Almost 90% of the usable Ahs is between 3.7V and 4.1V.

See threads about mapping battery capacity ... for determining optimal charges and discharges.

Capacity Profile
Capacity Map
Capacity Mapping
Lithiums - mAh/100th V - Discharge Tests
Determining Optimal Charge Voltage
 
DrkAngel said:
If you constantly balance charge ... you might be OK for a while.
Balance charging typically involves the painfully slow process of bleeding down any bank that is charged higher than the others. With one cell of excessive bleed down, it's entire bank will bleed down, forcing a balancing by bleeding down all other banks, via balance charger or BMS.

And, self-discharge seems to get progressively worse ... so, I prefer to get rid of these "pack spoilers" right at the get go.

In fact, my latest method has produced packs of such "balance" and reliability that I do not need to balance charge or use any BMS. I merely bulk charge with a CC\CV power supply ... with excellently balanced "full" and "empty" ... equal voltages between all banks!
▬▬▬▬▬▬▬▬▬▬
→ **Complete the following**:
1 – List the thread titles that the battery post names as sources for determining optimal charges and discharges.
2 – Echo the battery post word for word, everything from "See threads about" down to "charger or BMS.".
You won't need the data after the battery post.

→ **Extracted entries**:
▬▬▬▬▬▬▬▬▬▬
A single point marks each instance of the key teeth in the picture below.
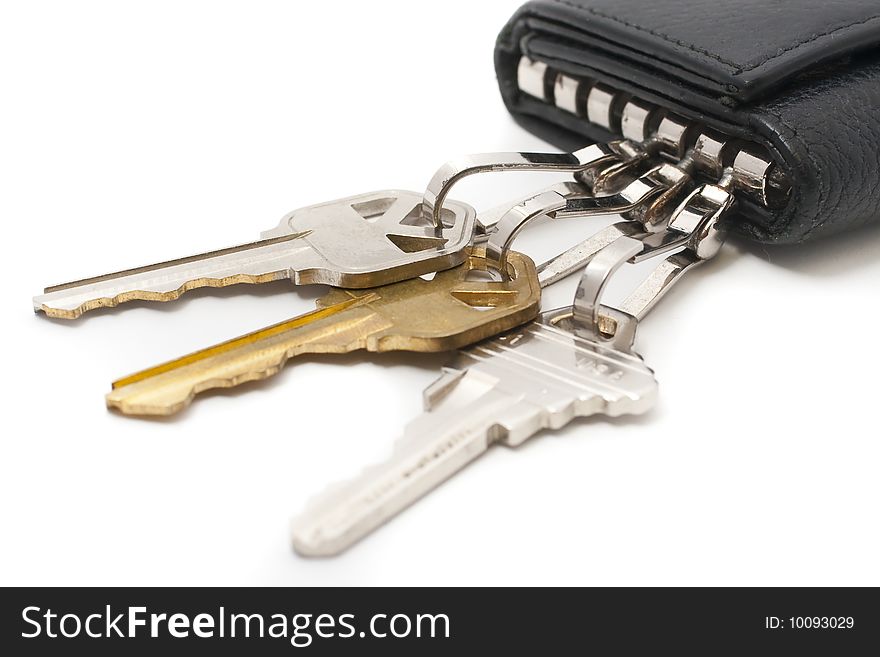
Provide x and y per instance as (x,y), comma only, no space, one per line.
(147,295)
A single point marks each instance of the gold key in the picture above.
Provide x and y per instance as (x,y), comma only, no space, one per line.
(448,312)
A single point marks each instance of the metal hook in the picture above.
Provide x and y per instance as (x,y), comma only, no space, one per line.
(595,155)
(694,225)
(660,184)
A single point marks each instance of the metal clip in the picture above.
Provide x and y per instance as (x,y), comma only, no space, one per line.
(693,228)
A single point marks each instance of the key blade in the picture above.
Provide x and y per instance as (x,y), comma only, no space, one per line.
(434,447)
(255,262)
(502,390)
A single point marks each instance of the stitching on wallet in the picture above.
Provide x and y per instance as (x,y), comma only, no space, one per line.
(738,68)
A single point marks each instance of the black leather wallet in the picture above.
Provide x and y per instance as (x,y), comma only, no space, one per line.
(799,79)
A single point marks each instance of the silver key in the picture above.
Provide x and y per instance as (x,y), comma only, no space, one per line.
(501,391)
(356,242)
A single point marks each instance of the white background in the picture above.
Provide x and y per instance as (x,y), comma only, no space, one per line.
(137,132)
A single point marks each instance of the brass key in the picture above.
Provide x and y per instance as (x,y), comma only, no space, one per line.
(448,312)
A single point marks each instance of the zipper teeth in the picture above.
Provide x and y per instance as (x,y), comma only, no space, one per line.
(659,131)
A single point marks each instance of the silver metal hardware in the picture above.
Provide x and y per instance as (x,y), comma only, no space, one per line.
(530,77)
(503,391)
(361,241)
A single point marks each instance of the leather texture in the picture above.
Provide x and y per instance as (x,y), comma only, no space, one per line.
(802,77)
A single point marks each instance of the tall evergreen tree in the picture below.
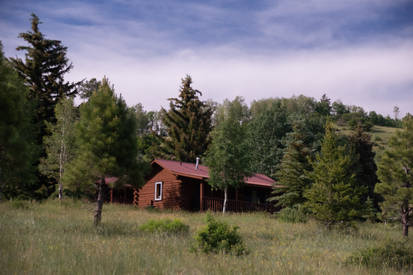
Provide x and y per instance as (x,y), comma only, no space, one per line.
(293,173)
(60,145)
(107,145)
(18,151)
(188,123)
(228,157)
(334,195)
(88,87)
(267,132)
(365,166)
(396,176)
(43,71)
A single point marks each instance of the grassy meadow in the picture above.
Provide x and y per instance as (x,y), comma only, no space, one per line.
(59,238)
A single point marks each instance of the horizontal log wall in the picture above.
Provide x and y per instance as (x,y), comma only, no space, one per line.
(171,191)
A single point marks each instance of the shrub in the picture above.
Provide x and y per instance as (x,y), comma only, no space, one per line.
(20,204)
(391,254)
(295,214)
(218,236)
(165,226)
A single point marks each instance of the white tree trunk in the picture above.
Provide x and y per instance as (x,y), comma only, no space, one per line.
(225,199)
(61,163)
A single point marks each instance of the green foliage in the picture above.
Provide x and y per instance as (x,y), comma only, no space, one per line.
(107,146)
(392,254)
(20,204)
(106,141)
(293,177)
(365,166)
(88,87)
(396,176)
(43,71)
(228,156)
(269,131)
(18,152)
(294,214)
(167,226)
(266,135)
(188,123)
(60,144)
(218,237)
(334,196)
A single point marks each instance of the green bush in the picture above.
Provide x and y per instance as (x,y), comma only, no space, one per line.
(20,204)
(295,214)
(165,226)
(392,254)
(220,237)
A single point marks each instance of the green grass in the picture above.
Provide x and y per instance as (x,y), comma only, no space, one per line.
(380,135)
(54,238)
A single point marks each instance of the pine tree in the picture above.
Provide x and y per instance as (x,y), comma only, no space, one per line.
(18,152)
(266,134)
(60,145)
(43,72)
(334,196)
(293,172)
(396,176)
(228,156)
(365,166)
(107,145)
(188,123)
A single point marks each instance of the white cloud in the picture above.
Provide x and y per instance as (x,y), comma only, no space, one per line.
(371,76)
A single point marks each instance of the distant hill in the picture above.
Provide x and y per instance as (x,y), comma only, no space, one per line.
(380,135)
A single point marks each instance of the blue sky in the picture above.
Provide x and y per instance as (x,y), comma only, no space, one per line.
(357,51)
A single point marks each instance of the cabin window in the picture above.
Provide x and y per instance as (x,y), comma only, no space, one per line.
(158,191)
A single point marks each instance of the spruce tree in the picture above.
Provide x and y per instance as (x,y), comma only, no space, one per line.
(334,196)
(396,176)
(18,151)
(228,156)
(60,145)
(188,123)
(107,146)
(293,173)
(43,72)
(366,167)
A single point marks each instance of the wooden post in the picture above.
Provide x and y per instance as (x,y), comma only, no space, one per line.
(236,200)
(135,197)
(201,196)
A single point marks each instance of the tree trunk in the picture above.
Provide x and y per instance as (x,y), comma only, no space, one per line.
(405,223)
(99,204)
(225,199)
(61,166)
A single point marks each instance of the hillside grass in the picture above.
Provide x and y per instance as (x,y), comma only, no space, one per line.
(380,135)
(59,238)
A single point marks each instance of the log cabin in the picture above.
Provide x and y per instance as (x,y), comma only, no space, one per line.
(184,186)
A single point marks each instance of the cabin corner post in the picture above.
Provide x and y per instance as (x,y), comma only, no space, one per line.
(201,196)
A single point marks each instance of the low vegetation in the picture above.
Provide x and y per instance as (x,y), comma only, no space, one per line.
(218,236)
(59,238)
(167,226)
(392,254)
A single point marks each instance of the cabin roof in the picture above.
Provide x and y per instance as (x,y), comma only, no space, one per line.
(188,169)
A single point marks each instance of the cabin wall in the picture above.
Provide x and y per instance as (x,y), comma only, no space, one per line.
(171,191)
(190,193)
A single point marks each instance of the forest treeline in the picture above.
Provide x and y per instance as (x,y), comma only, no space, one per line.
(50,147)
▬▬▬▬▬▬▬▬▬▬
→ **Problem solutions**:
1 –
Capacity Profile
Capacity Map
Capacity Mapping
Lithiums - mAh/100th V - Discharge Tests
Determining Optimal Charge Voltage

2 –
See threads about mapping battery capacity ... for determining optimal charges and discharges.

Capacity Profile
Capacity Map
Capacity Mapping
Lithiums - mAh/100th V - Discharge Tests
Determining Optimal Charge Voltage
 
DrkAngel said:
If you constantly balance charge ... you might be OK for a while.
Balance charging typically involves the painfully slow process of bleeding down any bank that is charged higher than the others. With one cell of excessive bleed down, it's entire bank will bleed down, forcing a balancing by bleeding down all other banks, via balance charger or BMS.